▸ **Information shown**
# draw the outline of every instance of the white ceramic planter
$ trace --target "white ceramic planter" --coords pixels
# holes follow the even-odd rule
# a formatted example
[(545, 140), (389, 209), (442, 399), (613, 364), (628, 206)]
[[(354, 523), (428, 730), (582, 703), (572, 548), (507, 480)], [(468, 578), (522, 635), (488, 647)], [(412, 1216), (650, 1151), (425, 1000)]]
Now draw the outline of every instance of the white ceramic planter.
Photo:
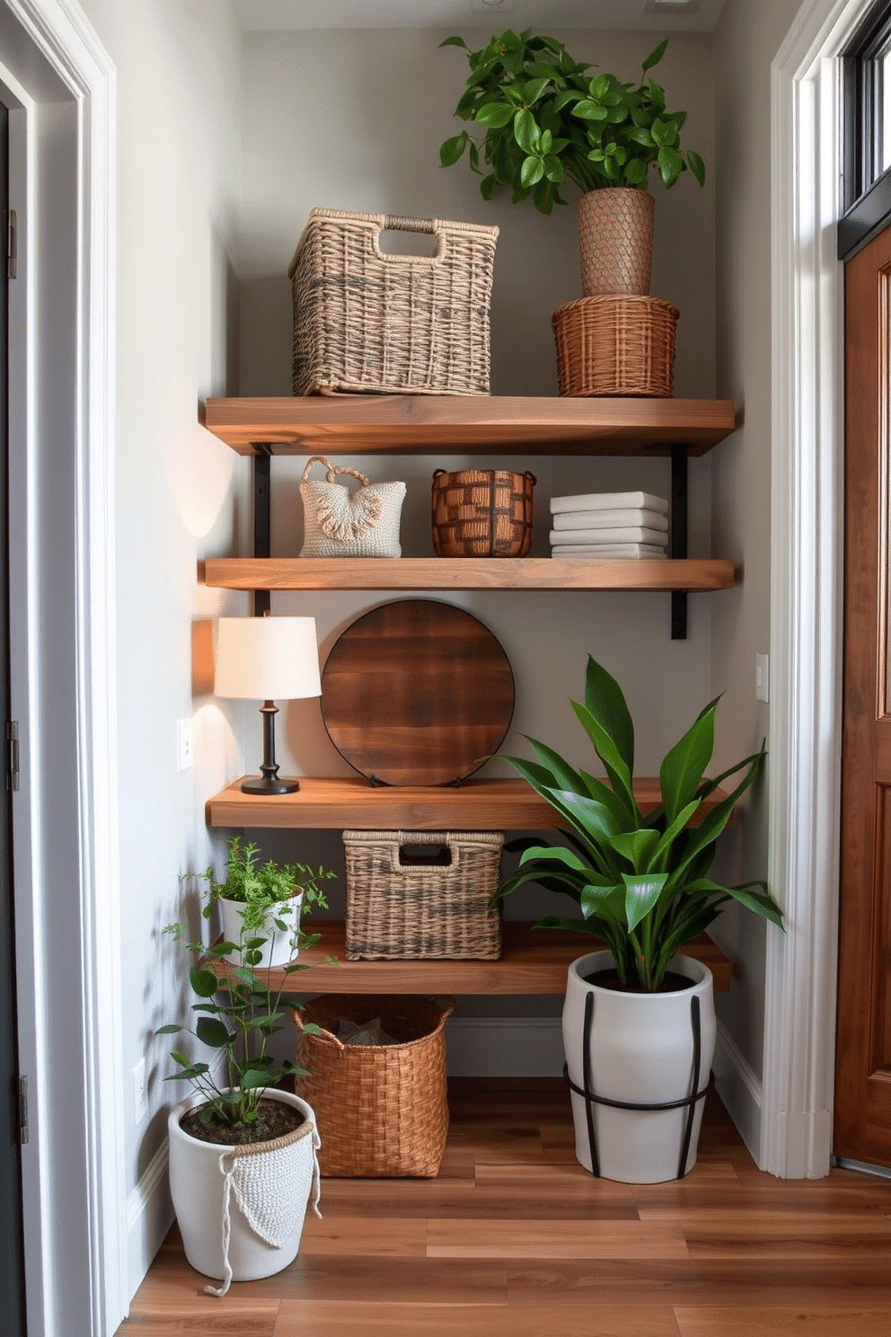
[[(167, 1120), (170, 1191), (183, 1237), (186, 1258), (195, 1271), (227, 1284), (228, 1280), (254, 1281), (258, 1277), (271, 1277), (273, 1273), (281, 1271), (294, 1262), (313, 1183), (318, 1183), (315, 1161), (318, 1135), (315, 1134), (313, 1107), (287, 1091), (266, 1091), (264, 1095), (294, 1106), (306, 1119), (311, 1120), (311, 1131), (306, 1136), (293, 1143), (291, 1147), (283, 1148), (281, 1154), (275, 1154), (281, 1161), (281, 1166), (277, 1161), (274, 1179), (275, 1191), (285, 1198), (283, 1214), (277, 1222), (275, 1230), (271, 1231), (273, 1234), (285, 1234), (278, 1245), (270, 1245), (251, 1225), (239, 1203), (238, 1190), (232, 1190), (230, 1186), (228, 1194), (224, 1193), (224, 1158), (232, 1151), (232, 1147), (199, 1142), (198, 1138), (190, 1136), (180, 1128), (182, 1116), (195, 1106), (203, 1104), (203, 1098), (191, 1095), (180, 1100), (171, 1110)], [(220, 1166), (220, 1161), (223, 1161), (223, 1166)], [(283, 1182), (282, 1177), (286, 1177), (287, 1182)], [(226, 1197), (228, 1202), (224, 1201)], [(250, 1201), (246, 1205), (250, 1213)], [(228, 1218), (227, 1242), (224, 1241), (226, 1218)], [(231, 1270), (228, 1278), (227, 1261)]]
[[(708, 1084), (715, 1054), (712, 972), (691, 956), (676, 956), (671, 969), (691, 985), (675, 993), (622, 993), (589, 984), (584, 976), (612, 967), (610, 952), (590, 952), (569, 967), (562, 1013), (564, 1050), (570, 1082), (584, 1082), (585, 997), (593, 996), (590, 1028), (590, 1090), (608, 1100), (655, 1104), (683, 1100), (693, 1090), (693, 1029), (691, 999), (699, 999), (700, 1072), (697, 1090)], [(696, 1143), (705, 1098), (696, 1102), (684, 1174), (696, 1163)], [(576, 1157), (592, 1170), (588, 1102), (572, 1092)], [(604, 1179), (661, 1183), (676, 1179), (688, 1107), (676, 1110), (616, 1110), (590, 1104), (594, 1144)]]
[[(298, 892), (298, 894), (293, 896), (290, 901), (279, 901), (274, 910), (270, 910), (267, 927), (264, 929), (258, 929), (256, 935), (258, 937), (263, 935), (266, 936), (266, 944), (262, 948), (262, 957), (256, 963), (258, 965), (286, 965), (289, 961), (293, 961), (295, 956), (299, 956), (297, 936), (301, 929), (302, 905), (303, 892)], [(242, 913), (244, 910), (243, 901), (228, 901), (220, 896), (219, 910), (222, 916), (223, 937), (230, 943), (240, 941)], [(283, 920), (285, 924), (287, 924), (287, 928), (277, 928), (273, 919)]]

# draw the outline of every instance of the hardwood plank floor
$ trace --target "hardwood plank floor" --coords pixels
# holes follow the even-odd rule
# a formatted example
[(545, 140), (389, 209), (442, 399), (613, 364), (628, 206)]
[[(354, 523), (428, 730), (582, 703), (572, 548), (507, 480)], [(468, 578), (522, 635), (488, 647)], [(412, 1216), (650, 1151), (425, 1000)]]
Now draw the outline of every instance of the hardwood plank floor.
[(174, 1227), (119, 1337), (886, 1337), (891, 1183), (755, 1169), (711, 1099), (683, 1181), (593, 1179), (561, 1086), (453, 1083), (435, 1179), (325, 1179), (291, 1267), (223, 1300)]

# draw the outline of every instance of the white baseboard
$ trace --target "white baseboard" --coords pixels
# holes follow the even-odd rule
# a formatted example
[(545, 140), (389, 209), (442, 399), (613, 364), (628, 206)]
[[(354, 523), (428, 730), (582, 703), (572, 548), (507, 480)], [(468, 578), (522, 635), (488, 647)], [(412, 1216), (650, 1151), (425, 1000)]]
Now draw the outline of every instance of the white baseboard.
[(761, 1083), (736, 1040), (720, 1021), (717, 1023), (713, 1068), (717, 1094), (751, 1151), (752, 1159), (759, 1165), (761, 1155)]
[(558, 1016), (453, 1016), (446, 1021), (450, 1078), (558, 1078)]
[(174, 1205), (167, 1183), (167, 1139), (127, 1195), (127, 1278), (132, 1300), (136, 1288), (174, 1223)]

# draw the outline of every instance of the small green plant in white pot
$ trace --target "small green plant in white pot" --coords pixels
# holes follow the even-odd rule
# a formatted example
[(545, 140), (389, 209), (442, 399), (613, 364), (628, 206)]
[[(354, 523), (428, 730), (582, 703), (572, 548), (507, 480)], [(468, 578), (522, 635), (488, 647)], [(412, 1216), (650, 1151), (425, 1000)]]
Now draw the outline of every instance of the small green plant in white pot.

▸ **Exercise goal**
Please reproduce all of the data above with every "instance" changed to "occurrence" and nothing else altered. Leave the pictures out of your answer.

▸ **Task response**
# draw the outline of every occurrence of the white ceramic planter
$ trace --target "white ceramic planter" --coords pixels
# holes follow the even-odd rule
# a formatted example
[(545, 140), (389, 209), (442, 399), (613, 364), (628, 206)]
[[(354, 523), (428, 730), (582, 703), (572, 548), (507, 480)], [(468, 578), (522, 635), (488, 647)], [(412, 1216), (650, 1151), (425, 1000)]]
Now draw the outline of every occurrence of the white ceramic planter.
Photo:
[[(167, 1120), (170, 1191), (183, 1237), (186, 1258), (195, 1271), (227, 1284), (228, 1280), (254, 1281), (258, 1277), (271, 1277), (273, 1273), (281, 1271), (294, 1262), (313, 1183), (318, 1183), (315, 1161), (318, 1135), (315, 1134), (313, 1107), (287, 1091), (266, 1091), (264, 1095), (294, 1106), (306, 1119), (311, 1120), (311, 1131), (306, 1136), (293, 1143), (291, 1147), (283, 1148), (281, 1154), (275, 1154), (281, 1161), (281, 1166), (277, 1161), (274, 1179), (275, 1191), (285, 1198), (283, 1214), (277, 1222), (275, 1230), (271, 1231), (273, 1234), (285, 1234), (278, 1245), (270, 1245), (251, 1225), (239, 1203), (238, 1190), (232, 1190), (230, 1186), (228, 1194), (224, 1193), (224, 1158), (232, 1151), (232, 1147), (199, 1142), (198, 1138), (190, 1136), (180, 1128), (182, 1116), (195, 1106), (203, 1104), (203, 1098), (191, 1095), (180, 1100), (171, 1110)], [(220, 1166), (220, 1161), (223, 1161), (223, 1166)], [(283, 1182), (282, 1177), (286, 1177), (287, 1182)], [(226, 1197), (228, 1202), (224, 1201)], [(250, 1201), (246, 1205), (250, 1213)], [(228, 1218), (227, 1242), (224, 1241), (226, 1218)], [(231, 1270), (228, 1278), (227, 1261)]]
[[(708, 1084), (715, 1054), (712, 972), (691, 956), (676, 956), (671, 969), (691, 985), (675, 993), (622, 993), (589, 984), (584, 976), (612, 967), (610, 952), (590, 952), (569, 967), (562, 1013), (564, 1050), (570, 1082), (584, 1082), (585, 997), (593, 996), (590, 1028), (590, 1090), (608, 1100), (655, 1104), (683, 1100), (693, 1090), (693, 1029), (691, 999), (699, 999), (700, 1072), (697, 1090)], [(696, 1143), (705, 1098), (696, 1102), (684, 1174), (696, 1163)], [(576, 1157), (592, 1170), (588, 1102), (572, 1092)], [(604, 1179), (661, 1183), (676, 1179), (688, 1107), (676, 1110), (616, 1110), (590, 1104), (594, 1144)]]
[[(298, 892), (298, 894), (293, 896), (290, 901), (279, 901), (274, 910), (270, 910), (267, 927), (264, 929), (258, 929), (256, 935), (258, 937), (263, 935), (266, 936), (266, 944), (262, 948), (262, 957), (256, 963), (258, 965), (286, 965), (289, 961), (293, 961), (295, 956), (299, 956), (297, 936), (301, 929), (302, 905), (303, 892)], [(242, 913), (244, 910), (243, 901), (228, 901), (220, 896), (219, 910), (222, 916), (223, 937), (230, 943), (240, 941)], [(283, 920), (285, 924), (287, 924), (287, 928), (277, 928), (273, 919)]]

# draw the outline of every occurrence of the hardwood plank floor
$ trace --target "hardwood plank floor" --coords pixels
# holes follow the even-odd rule
# a formatted example
[(545, 140), (389, 209), (442, 399), (613, 364), (628, 206)]
[[(354, 523), (428, 730), (582, 703), (572, 548), (507, 480)], [(468, 578), (522, 635), (488, 647)], [(412, 1216), (650, 1151), (425, 1000)]]
Now draw the outline of every occurrence of the hardwood plank floor.
[(174, 1227), (119, 1337), (886, 1337), (891, 1183), (755, 1169), (711, 1099), (683, 1181), (593, 1179), (561, 1086), (453, 1083), (435, 1179), (325, 1179), (291, 1267), (223, 1300)]

# draw the outline of every occurrence of the white baseboard
$ trace --target "white baseboard" --coords pixels
# holes follow the even-odd rule
# a formatted example
[(545, 140), (389, 209), (442, 399), (613, 364), (628, 206)]
[[(354, 523), (428, 730), (582, 703), (572, 548), (507, 480)], [(468, 578), (522, 635), (488, 647)], [(412, 1216), (650, 1151), (425, 1000)]]
Now draw the outline of every occurrence of the white baseboard.
[(761, 1083), (736, 1040), (720, 1021), (717, 1023), (713, 1068), (717, 1094), (751, 1151), (752, 1159), (759, 1165), (761, 1155)]
[(558, 1016), (453, 1016), (446, 1021), (450, 1078), (558, 1078)]
[(174, 1205), (167, 1183), (167, 1139), (127, 1195), (127, 1278), (132, 1300), (136, 1288), (174, 1223)]

# draw the outline of every occurrence of the small green plant in white pot
$ trace --target "small green plant in white pot" --coords pixels
# holes follow the even-odd rule
# a formatted example
[(545, 140), (389, 209), (442, 399), (613, 364), (628, 206)]
[[(354, 523), (428, 730), (582, 703), (572, 548), (507, 480)], [(468, 578), (522, 635), (488, 647)], [(412, 1216), (650, 1151), (425, 1000)]]
Now draw the outline of every occurrence of the small green plant in white pot.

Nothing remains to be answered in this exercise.